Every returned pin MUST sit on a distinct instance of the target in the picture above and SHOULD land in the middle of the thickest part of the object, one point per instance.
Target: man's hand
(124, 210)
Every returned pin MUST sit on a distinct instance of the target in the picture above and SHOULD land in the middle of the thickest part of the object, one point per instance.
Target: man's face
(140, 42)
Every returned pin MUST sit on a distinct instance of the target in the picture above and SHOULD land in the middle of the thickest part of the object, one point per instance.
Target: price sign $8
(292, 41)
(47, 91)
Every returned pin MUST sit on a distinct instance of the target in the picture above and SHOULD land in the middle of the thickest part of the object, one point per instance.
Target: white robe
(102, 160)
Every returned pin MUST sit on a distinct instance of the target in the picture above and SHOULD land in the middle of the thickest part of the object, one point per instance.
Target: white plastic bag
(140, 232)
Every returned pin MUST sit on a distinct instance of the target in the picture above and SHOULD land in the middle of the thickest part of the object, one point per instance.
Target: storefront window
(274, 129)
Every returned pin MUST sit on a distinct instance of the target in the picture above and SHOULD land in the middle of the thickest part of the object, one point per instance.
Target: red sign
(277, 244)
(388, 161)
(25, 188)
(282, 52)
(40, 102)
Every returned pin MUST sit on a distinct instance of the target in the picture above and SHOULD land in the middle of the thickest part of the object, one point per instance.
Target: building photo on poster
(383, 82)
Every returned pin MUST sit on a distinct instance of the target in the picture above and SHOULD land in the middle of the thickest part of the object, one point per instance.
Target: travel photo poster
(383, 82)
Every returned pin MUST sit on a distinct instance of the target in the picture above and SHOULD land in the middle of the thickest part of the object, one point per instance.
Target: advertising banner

▶ _The task_
Every entry in the listing must be retyped exactly.

▶ _Exercise solution_
Every returned pin MUST sit on a distinct instance of the target in the picture above and SHOULD land in the middle of the thickest part of the object, one point per instance.
Target: man's hand
(124, 210)
Every returned pin MUST sit on a distinct instance of the target in the picture above and SHOULD land in the middle of the thickest part of the object, one point per instance.
Target: man's face
(140, 42)
Every returned pin MUST sit on a distinct instance of the target in the picture above and SHOULD land in the middle of the thickest part of the object, one point per instance.
Target: price sign $8
(292, 41)
(47, 91)
Every returned pin MUST sit on a distinct instance of the target in the picture above and SHOULD land in the middle of the thickest part of the object, one point per instance.
Target: white robe
(102, 160)
Every returned pin MUST sit on a distinct instance of the target in the picture above and SHOULD land in the middle of the thickest part of the object, one point per instance.
Target: white plastic bag
(140, 232)
Every returned pin MUST sit on a distinct instance of the target in the picture above and SHOULD land in the middle of the thickest part of the object, one point per instance.
Target: storefront window
(274, 129)
Every returned pin MUST sit on a distinct instance of the target in the picture above and SHOULD land in the middle of the thickest part of the object, one point per instance.
Target: red sign
(277, 244)
(388, 161)
(25, 188)
(282, 52)
(40, 102)
Every returned pin MUST sit on a distinct instance of the target in the picture above and SHOULD land in the middle of the thickest part of the object, one point per instance.
Target: building photo on poster
(383, 82)
Every returned pin MUST sit on a distinct instance of the target in the picture above and SHOULD land in the middle of the thickest part of the object, one point per instance.
Target: travel photo poster
(383, 82)
Every returned pin MUST sit on a distinct instance of the target in the picture above and SHOULD land in the middle of the thickest part of the object, one point per instance.
Target: advertising banner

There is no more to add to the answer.